-- Begin Rows --

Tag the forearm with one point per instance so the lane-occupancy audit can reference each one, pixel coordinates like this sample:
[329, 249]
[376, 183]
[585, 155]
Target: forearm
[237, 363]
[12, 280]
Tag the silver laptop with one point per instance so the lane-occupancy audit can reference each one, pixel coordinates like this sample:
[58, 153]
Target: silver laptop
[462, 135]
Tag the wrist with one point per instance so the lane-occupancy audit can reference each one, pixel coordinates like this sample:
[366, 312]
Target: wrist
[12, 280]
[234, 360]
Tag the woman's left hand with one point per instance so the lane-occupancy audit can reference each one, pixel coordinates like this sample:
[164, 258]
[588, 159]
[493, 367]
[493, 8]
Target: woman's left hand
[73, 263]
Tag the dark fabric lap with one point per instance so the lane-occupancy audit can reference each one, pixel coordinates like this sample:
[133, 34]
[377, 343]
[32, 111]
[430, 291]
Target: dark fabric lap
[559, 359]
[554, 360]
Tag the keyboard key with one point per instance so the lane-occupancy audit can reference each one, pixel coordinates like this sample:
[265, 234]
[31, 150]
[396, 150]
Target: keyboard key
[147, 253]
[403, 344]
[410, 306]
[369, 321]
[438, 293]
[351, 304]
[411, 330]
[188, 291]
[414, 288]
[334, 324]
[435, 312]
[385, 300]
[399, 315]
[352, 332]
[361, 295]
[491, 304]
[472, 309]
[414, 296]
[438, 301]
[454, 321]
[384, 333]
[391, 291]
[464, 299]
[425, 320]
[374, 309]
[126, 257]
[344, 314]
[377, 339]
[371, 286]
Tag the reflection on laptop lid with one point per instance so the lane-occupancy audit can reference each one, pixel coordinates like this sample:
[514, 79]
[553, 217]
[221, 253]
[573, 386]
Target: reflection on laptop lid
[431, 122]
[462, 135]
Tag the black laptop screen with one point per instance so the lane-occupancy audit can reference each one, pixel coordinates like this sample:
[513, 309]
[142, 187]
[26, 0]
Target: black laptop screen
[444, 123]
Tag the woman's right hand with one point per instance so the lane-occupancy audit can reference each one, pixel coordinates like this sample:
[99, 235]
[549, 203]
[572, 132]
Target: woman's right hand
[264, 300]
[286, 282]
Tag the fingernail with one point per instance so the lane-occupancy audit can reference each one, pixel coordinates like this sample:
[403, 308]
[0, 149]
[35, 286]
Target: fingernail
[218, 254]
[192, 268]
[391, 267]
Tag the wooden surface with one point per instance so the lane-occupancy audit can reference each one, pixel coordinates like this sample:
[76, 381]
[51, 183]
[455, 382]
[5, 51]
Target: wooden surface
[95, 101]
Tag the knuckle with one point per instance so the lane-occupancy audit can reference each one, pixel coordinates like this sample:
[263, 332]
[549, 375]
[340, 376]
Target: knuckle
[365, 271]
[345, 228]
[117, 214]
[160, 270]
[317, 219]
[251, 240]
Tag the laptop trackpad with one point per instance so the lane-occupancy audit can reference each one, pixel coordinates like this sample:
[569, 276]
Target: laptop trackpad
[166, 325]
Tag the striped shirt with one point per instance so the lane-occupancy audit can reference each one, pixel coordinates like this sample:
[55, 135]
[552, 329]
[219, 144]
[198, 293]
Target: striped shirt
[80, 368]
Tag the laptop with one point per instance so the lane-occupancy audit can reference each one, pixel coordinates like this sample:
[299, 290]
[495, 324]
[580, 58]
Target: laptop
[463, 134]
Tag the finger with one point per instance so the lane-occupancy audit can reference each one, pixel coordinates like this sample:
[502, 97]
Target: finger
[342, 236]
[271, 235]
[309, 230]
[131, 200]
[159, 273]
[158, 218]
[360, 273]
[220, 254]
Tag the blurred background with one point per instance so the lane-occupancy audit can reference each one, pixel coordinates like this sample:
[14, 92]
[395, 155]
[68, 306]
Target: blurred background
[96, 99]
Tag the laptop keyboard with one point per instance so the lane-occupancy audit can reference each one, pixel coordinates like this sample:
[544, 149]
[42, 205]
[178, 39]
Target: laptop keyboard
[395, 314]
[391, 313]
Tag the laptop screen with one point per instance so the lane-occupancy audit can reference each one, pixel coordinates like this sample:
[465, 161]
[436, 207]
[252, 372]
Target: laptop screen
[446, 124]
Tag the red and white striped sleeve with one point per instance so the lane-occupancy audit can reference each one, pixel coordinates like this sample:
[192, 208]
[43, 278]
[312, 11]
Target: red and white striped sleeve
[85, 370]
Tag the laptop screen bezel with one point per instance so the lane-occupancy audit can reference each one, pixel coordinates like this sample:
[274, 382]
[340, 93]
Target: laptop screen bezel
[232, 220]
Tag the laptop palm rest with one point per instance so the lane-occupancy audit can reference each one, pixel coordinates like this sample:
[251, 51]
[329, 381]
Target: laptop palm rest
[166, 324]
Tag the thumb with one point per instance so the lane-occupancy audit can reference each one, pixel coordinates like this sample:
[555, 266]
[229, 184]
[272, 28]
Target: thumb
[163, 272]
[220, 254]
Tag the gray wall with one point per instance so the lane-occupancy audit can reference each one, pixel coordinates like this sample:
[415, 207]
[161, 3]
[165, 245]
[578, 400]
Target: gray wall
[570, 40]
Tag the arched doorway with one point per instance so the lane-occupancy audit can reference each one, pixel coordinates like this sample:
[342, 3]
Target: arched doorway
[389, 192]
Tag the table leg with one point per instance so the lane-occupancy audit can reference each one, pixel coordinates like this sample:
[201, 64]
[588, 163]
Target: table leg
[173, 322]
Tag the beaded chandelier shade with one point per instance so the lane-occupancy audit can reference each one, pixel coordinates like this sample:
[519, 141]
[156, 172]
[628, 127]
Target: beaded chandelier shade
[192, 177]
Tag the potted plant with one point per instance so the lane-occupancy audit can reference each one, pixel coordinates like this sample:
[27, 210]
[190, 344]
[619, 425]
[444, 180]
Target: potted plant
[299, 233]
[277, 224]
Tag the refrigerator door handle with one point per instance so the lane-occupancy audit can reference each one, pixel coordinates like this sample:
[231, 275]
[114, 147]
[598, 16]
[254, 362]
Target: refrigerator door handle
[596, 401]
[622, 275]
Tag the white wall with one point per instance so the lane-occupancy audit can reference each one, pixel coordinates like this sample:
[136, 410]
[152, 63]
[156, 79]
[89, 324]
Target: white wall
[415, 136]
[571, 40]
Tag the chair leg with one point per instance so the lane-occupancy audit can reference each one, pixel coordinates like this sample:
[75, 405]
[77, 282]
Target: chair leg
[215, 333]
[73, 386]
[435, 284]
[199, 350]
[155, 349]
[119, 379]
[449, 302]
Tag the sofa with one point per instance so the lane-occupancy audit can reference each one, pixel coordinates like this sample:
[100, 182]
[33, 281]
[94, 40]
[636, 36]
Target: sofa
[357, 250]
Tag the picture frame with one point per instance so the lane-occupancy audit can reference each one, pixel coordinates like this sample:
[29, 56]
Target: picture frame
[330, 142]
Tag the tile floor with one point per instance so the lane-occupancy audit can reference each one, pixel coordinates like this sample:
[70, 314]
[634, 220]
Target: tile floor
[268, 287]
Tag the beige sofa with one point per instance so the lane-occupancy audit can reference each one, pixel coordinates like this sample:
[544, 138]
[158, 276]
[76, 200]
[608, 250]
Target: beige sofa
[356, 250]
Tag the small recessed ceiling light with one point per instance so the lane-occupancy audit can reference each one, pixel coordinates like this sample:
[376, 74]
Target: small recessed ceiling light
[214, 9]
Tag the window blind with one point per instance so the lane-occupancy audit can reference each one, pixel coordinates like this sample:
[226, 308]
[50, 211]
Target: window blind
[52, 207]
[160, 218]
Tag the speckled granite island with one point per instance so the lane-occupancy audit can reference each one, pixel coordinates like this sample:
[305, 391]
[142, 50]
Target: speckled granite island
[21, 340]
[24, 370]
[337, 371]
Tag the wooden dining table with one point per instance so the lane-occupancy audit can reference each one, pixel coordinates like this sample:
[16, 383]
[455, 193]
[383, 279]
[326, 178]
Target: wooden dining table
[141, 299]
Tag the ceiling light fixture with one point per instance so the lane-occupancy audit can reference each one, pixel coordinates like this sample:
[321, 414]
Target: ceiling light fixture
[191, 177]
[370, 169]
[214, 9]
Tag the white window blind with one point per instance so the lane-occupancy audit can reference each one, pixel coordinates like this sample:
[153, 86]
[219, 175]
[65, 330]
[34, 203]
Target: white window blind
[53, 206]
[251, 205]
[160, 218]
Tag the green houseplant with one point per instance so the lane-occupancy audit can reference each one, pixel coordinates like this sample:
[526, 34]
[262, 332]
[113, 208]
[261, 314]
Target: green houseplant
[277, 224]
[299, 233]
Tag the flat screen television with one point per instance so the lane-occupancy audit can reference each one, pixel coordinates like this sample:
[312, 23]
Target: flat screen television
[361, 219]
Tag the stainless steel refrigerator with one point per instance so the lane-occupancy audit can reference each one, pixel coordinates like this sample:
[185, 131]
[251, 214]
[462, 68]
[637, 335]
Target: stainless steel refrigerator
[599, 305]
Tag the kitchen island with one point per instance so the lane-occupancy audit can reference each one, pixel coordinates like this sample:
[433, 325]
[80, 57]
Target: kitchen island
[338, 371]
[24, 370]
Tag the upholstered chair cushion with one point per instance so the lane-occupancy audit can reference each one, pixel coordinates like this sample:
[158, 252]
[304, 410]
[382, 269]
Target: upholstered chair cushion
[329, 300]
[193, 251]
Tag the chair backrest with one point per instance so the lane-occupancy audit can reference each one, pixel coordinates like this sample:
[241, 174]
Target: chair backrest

-- End Rows --

- **Goal**
Please rewrite only the items from the line containing "Tag the kitchen" through the end of the items, requests included, and multiply each coordinate in the answers by 2.4, rounding to whole numbers with halves rounded up. Leave the sample coordinates in the requests unchanged.

- **Solution for this problem**
Tag the kitchen island with one point per instance so the lane-occupancy audit can reference each one, pixel coordinates like this sample:
[433, 325]
[80, 57]
Target: kitchen island
[811, 890]
[58, 888]
Tag the upholstered chair cushion with one point per instance so the lane-occupancy audit can reference each one, pixel coordinates like this sample:
[158, 252]
[304, 410]
[382, 269]
Target: upholstered chair cushion
[790, 720]
[463, 602]
Tag the chair backrest with one point per instance so the lane-occupancy audit can reference each one, pixel coordinates like this sample:
[241, 174]
Target: chair backrest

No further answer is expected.